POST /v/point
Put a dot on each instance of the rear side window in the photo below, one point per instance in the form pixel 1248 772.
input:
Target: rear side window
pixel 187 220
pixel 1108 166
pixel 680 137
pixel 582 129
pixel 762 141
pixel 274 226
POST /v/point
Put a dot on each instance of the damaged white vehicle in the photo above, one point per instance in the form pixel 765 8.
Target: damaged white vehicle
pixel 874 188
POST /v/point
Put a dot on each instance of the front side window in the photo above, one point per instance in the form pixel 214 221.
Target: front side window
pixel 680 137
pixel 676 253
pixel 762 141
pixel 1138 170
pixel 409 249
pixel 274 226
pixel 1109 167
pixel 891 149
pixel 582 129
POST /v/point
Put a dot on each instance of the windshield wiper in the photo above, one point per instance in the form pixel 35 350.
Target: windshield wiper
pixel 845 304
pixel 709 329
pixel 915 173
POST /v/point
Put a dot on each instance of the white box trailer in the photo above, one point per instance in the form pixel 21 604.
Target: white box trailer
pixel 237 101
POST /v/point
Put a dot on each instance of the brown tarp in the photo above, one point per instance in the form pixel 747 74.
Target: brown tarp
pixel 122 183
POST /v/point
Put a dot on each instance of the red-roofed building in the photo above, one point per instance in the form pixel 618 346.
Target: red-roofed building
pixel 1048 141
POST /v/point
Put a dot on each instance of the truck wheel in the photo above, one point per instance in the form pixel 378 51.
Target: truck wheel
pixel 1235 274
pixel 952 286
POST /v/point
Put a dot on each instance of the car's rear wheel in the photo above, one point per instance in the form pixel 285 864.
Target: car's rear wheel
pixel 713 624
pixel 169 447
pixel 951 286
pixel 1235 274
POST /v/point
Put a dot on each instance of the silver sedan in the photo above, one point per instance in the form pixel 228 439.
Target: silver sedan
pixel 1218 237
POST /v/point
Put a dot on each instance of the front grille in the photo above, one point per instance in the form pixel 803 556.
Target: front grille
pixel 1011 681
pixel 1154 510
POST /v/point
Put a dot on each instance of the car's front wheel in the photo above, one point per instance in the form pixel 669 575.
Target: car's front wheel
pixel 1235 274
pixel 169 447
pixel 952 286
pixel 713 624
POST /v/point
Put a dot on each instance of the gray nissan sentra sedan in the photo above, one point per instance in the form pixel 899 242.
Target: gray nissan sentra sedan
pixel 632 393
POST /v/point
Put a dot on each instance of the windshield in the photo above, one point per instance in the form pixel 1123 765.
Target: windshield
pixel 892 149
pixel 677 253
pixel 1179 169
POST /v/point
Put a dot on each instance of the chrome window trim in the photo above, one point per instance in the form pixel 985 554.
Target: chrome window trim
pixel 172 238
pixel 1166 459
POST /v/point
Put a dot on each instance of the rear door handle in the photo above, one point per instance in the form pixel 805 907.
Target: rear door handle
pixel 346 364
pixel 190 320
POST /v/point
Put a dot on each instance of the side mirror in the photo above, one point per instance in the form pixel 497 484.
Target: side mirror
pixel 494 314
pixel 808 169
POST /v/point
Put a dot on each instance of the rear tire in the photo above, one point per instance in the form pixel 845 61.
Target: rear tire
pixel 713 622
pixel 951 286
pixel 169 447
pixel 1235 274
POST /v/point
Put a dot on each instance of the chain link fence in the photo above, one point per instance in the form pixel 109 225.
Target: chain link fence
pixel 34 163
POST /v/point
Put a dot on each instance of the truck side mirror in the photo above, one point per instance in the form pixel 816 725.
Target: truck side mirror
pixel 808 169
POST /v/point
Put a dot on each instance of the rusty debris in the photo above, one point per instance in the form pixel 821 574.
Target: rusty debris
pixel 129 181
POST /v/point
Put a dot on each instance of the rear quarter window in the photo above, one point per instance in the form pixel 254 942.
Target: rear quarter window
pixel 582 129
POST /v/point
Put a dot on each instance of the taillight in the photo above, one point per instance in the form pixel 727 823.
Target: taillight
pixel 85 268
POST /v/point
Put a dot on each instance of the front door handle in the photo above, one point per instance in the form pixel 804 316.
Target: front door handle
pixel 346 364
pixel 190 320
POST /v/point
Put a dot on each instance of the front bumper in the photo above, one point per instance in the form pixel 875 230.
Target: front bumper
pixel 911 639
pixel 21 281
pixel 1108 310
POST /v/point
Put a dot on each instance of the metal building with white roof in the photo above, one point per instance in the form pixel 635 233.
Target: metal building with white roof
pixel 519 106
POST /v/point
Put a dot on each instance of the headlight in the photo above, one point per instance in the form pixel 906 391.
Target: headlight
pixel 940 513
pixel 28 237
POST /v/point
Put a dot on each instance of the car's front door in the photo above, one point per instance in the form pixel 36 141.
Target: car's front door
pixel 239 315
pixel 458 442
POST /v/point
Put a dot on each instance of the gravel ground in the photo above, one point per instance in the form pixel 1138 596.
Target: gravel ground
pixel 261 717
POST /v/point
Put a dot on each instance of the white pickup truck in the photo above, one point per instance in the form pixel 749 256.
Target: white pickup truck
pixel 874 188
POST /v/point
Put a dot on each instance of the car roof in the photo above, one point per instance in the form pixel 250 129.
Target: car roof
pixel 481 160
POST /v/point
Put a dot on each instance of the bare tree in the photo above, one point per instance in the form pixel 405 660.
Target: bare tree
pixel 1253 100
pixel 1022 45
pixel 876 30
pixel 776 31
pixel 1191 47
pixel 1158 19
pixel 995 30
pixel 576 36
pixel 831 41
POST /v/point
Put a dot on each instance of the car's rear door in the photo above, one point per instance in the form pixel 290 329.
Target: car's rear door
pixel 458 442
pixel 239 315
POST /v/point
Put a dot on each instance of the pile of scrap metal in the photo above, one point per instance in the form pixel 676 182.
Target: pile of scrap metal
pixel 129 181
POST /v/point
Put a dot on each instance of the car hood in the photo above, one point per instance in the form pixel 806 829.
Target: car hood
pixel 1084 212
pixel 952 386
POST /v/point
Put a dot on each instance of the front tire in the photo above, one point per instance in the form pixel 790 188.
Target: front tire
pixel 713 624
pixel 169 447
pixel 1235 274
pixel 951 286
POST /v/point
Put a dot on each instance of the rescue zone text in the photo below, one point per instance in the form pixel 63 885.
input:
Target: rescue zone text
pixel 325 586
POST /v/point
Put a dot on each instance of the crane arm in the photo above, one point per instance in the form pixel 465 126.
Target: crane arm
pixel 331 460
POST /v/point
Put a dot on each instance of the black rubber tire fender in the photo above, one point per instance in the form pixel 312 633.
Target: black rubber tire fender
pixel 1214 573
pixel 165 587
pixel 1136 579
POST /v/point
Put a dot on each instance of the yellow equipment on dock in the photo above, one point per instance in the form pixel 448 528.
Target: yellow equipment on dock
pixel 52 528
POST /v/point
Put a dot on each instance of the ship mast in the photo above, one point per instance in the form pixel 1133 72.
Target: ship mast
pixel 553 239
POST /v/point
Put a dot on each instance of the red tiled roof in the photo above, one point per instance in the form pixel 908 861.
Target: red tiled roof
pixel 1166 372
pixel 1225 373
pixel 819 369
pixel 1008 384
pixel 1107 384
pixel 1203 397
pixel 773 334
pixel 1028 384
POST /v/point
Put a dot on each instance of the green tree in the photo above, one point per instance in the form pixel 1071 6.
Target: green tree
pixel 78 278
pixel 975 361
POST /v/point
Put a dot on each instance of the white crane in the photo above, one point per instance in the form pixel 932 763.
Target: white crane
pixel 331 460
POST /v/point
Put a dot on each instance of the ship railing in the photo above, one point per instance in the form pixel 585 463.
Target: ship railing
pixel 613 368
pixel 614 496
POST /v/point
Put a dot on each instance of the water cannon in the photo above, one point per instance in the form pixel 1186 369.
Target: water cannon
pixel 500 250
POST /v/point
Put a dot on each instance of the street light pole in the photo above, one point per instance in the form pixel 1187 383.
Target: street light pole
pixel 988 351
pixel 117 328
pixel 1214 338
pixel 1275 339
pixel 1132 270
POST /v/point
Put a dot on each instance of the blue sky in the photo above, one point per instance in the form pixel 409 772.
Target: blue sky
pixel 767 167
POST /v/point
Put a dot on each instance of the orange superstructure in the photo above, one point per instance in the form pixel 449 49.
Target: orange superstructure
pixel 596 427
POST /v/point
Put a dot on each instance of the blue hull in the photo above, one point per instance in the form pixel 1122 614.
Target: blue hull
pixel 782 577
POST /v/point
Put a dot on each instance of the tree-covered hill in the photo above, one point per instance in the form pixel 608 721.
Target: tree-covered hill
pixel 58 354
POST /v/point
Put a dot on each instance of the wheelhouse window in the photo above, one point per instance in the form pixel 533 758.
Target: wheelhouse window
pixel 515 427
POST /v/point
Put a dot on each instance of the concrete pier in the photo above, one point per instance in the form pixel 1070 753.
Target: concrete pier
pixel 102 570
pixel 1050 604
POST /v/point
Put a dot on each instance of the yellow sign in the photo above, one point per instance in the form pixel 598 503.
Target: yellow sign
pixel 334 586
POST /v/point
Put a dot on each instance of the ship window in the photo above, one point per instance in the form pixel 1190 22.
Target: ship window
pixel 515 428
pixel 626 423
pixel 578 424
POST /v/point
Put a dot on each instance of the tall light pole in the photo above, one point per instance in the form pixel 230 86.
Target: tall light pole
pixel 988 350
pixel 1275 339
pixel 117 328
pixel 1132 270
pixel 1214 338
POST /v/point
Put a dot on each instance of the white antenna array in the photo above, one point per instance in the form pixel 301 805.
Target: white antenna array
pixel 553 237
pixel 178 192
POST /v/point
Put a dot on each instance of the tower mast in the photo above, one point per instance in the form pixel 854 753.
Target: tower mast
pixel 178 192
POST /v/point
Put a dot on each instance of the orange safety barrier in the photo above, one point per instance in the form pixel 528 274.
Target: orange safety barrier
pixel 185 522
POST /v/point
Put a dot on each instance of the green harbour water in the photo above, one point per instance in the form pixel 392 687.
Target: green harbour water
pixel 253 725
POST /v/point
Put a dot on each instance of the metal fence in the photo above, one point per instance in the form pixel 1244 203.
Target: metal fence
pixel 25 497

◆ Work instructions: Pull out every line of the records above that contains the string "rear", matching case exactly.

◆ Correct result:
Put a dot on each instance of the rear side window in the photo below, one point per instance in the form pixel 1248 772.
Target: rear side window
Put a dot on each instance of the car's rear wheel in the photo above, one point per instance in the form pixel 285 864.
Target: car's rear wheel
Put a dot on each instance of the rear door handle in the photo above, one point per instance in the form pixel 805 907.
Target: rear door handle
Put a dot on each instance of the rear tire in the photo above, one point per instance in the form pixel 845 61.
Target: rear tire
Put a dot on each instance of the rear quarter window in the photo above, one point per instance in the form pixel 254 942.
Target: rear quarter window
Put a dot on each instance of the car's rear door in the photo above, one point per instance in the form pixel 290 329.
Target: car's rear door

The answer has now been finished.